Although the last year of my life has been guided by living my life “in pencil,” I understand more than ever that I haven’t even begun to live my life in accordance with the reality of my employment status. In some ways I’m living with one foot out the door, expecting, for no good reason, for my situation to change at any moment. It’s times like these that I realize I haven’t fully settled into the life I have, that I have a long way to go on my journey. I am reminded of Browning’s words of acceptance on her own path, which might be a good meditation for me:
One adventure is over; it is time for another
I have a different kind of work to do now
I am growing into a new season.
What circumstances in your own life do you struggle to accept?
Have you ever been met with a particularly difficult unemployment situation – voluntary or not?
How much is your own work linked to your identity?
Do you feel like you’re living your “Forever Situation?”
Check out Browning’s blog, Slow Love Life, here!








April 15th, 2010 at 6:10 am
Is what you’re searching for a version of “acceptance”? I applaud your efforts to try and identify your life for what it is, and to seek joy in the life you’ve got.
April 15th, 2010 at 7:41 am
I think one of the most important skills any human can posses is adaptation. To make a wild analogy, the Sioux Indians were pushed out of their nice little agrarian life in Minnesota and sent west. There they became some of the most fabulous horsemen and buffalo hunters the world has ever seen. “Fired” from their entire system of life, they adapted – brilliantly. What a great inspiration for the rest of us.
April 18th, 2010 at 1:44 pm
I am most happy not working a 9-5 job. Being comfortable about that in a group setting where, when asked, I can show little for my efforts – is another thing all together. For me, my struggle has been about becoming ok with the fact that my choices will always be questioned and judged by somebody or another. I don’t want to always feel less than when I am asked, “And what do you do?”.
April 19th, 2010 at 2:58 am
Isn’t it amazing how much our “work” defines us when the real “work”, the exquisitely important “work” is just living life?
Look forward to checking out Browning’s blog!
April 19th, 2010 at 7:00 pm
Forever scares me for a few reasons. First, if you want something to be forever, those are fairly high expectations and your chance of being disapointed looms large. And if your situation is something you DONT want to be forever, what if it is??? I work (sometime hard, sometimes not) at the moment an dnot forever. The moment seems manageable to me — at least emotionally.

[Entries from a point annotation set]
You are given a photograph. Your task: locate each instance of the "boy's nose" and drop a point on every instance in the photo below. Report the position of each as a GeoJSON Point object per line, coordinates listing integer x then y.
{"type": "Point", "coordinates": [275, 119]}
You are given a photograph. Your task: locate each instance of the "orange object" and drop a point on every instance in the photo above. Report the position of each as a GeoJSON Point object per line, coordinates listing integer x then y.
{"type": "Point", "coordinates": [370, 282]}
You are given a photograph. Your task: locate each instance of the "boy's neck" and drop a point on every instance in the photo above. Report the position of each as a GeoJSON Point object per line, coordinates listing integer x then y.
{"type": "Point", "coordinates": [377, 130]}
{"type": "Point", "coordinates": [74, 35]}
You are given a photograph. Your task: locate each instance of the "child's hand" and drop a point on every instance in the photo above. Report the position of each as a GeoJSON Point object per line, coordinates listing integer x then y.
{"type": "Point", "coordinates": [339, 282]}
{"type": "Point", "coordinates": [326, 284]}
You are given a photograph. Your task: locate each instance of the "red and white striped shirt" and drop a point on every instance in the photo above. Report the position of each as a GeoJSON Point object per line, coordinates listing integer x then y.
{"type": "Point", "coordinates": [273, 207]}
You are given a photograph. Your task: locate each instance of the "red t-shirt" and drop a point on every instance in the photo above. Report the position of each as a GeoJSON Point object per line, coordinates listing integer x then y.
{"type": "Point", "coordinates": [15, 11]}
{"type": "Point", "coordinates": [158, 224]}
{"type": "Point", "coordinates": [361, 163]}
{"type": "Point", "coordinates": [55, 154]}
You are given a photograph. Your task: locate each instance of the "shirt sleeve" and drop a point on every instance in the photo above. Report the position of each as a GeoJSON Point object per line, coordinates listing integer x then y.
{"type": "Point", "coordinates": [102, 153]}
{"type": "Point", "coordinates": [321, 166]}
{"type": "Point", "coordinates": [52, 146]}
==
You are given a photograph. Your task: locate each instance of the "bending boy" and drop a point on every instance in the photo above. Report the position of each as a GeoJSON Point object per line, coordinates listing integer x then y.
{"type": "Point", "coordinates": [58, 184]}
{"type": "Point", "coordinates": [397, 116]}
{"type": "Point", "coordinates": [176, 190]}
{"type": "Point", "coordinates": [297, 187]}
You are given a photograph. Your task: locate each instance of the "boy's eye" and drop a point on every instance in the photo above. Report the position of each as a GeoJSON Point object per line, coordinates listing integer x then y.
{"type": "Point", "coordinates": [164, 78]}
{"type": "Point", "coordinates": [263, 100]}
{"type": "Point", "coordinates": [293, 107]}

What you need to do:
• 1. List every date and time stamp that appears in the comment section of the blog post.
• 2. What is the name of Browning's blog, according to the blog post?
• 3. Translate this sentence from the blog post into Spanish: "I am most happy not working a 9-5 job."
The rows have nothing to do with the blog post and aren't needed for any of this.

The answers:
• 1.
April 15th, 2010 at 6:10 am
April 15th, 2010 at 7:41 am
April 18th, 2010 at 1:44 pm
April 19th, 2010 at 2:58 am
April 19th, 2010 at 7:00 pm

• 2. Slow Love Life

• 3. Soy más feliz cuando no trabajo en un empleo de 9 a 5.